START Reading text

One downfall of the book is that there is some background information that does take a while to develop to the methods of the book itself. This background can be distracting and even sort of unnecessary to the overall idea of the book. However, once the book picks up on breathing techniques, cold shower exposure, and positive mindsets, the effects that they can have are instantly apparent. Many readers have found that following the techniques of the Wim Hof method can help both your mental and physical state. Peace, joy, and awareness are some of the elements this book aims to help boost. Meanwhile in terms of athletics and health, following the methods preached in this book could definitely increase endurance and recovery time.

I would definitely recommend giving this book a try to readers of all ages who are trying to build discipline and health within their life. The book’s methods are incremental, meaning you’ll never face a step that you aren’t ready for, and I found the effects of following these methods very beneficial.


Thirteen Reasons Why by Jay Asher (2007)

Reviewed by Diya

The novel Thirteen Reasons Why by Jay Asher explores the concept of depression and suicide. The very heartfelt novel was a pleasure to read and I felt very connected with the main protagonists, Clay and Hannah. Hannah Baker is struggling with the rumors swirling around her name, and she finds herself in situations where lives are ruined or even destroyed. After concluding that nobody cares about her, Hannah makes up her mind to commit suicide. Hannah decides to record a series of tapes explaining her decisions, and after her passing, she issues the tapes to be passed around to the people that were involved in her decision to take her life.

END Reading text
START Entries provided

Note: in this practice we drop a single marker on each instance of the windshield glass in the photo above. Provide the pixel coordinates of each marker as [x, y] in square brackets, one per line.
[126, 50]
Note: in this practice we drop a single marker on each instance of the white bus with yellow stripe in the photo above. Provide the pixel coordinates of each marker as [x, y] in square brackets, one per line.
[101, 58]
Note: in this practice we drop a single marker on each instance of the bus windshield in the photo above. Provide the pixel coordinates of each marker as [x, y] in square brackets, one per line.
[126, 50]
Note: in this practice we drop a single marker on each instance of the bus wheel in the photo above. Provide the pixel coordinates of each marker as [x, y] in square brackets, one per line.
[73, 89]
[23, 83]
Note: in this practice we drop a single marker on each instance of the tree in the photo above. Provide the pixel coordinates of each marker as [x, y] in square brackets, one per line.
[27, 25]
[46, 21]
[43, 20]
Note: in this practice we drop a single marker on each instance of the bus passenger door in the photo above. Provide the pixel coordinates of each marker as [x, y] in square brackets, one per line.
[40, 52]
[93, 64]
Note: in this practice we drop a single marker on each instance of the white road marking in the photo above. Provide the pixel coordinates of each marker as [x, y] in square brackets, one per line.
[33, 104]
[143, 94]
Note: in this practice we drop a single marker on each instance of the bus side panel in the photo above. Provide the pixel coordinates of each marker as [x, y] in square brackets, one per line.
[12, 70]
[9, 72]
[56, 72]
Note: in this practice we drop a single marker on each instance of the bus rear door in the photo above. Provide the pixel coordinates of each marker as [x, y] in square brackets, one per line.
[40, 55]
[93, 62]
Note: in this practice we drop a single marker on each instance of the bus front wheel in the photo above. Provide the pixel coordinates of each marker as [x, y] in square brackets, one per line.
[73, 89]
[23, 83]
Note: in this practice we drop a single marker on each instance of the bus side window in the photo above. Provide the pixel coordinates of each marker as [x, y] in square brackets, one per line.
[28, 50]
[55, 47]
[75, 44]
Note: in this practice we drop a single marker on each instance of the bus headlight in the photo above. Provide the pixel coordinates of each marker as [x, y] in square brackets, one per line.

END Entries provided

Task requirements:
a: In the book reviews, which three things does the Wim Hof book aim to help boost?
b: Extend the book reviews, picking up after their last sentence.
The lines above play no part in this.

Answers by item:
a: Peace, joy, and awareness.

b:
This book was a very heavy book that contains many intense topics. However, I personally felt very moved by the characters and Hannah’s view on life. It opened up my eyes to the idea that people do not know what others are going through and the importance of kindness. Being in high school, I could relate to Hannah’s struggles and thoughts which made the book very relatable. I would recommend this book to high school students because it does deal with heavy topics, but it is written in a beautiful and compelling way.


Brave New World by Aldous Huxley (1932)

Reviewed by Saimah

Brave new world is a dystopian novel written written by Aldous Huxley. It features a world that forces us to make comparisons with our own world, and realize the scary similarities and how we are edging towards that world. Some examples of this include the fact that people rely on drugs to forget their pain, the growing divide between social classes, and rapidly advancing technology. However there are many things that seem very wrong to us that they do in the book, like conditioning or brainwashing people, making babies in factories and much more. In the novel, we can see Bernard, the protagonist, is confused about what to do – he sees the imperfections in this “brave new world.”

Overall I did not enjoy the book that much and would not recommend it because the language is hard to read and the concepts and thoughts are disturbing.


Orbiting Jupiter by Gary D. Schmidt (2015)

Reviewed by Cynthia

Orbiting Jupiter is a young adult fiction novel narrated by Jack Hurd, a twelve-year-old boy living in a farm in rural Maine whose family begins to foster a fourteen-year-old boy named Joseph. Joseph has a problematic record and even has a daughter who he has never met before, causing others to treat him poorly. However, as Jack gets Joseph to open up to him and learns about his past, he realizes that Joseph is actually a caring person, and all he wants is to see his daughter named Jupiter.

I am glad that I read this bittersweet novel. The characters, especially Joseph, feel realistic, and I felt a wide range of emotions from reading this. Joseph’s closed off and violent personality contrasts with his caring nature, and I found myself wishing for his happiness. His unfortunate character shows that you can’t judge people based on limited details about their past. The pacing in this novel is done well, and I especially like the way the author shows how Joseph changes. If you wish to read a sad yet touching and hopeful story, you should read this novel.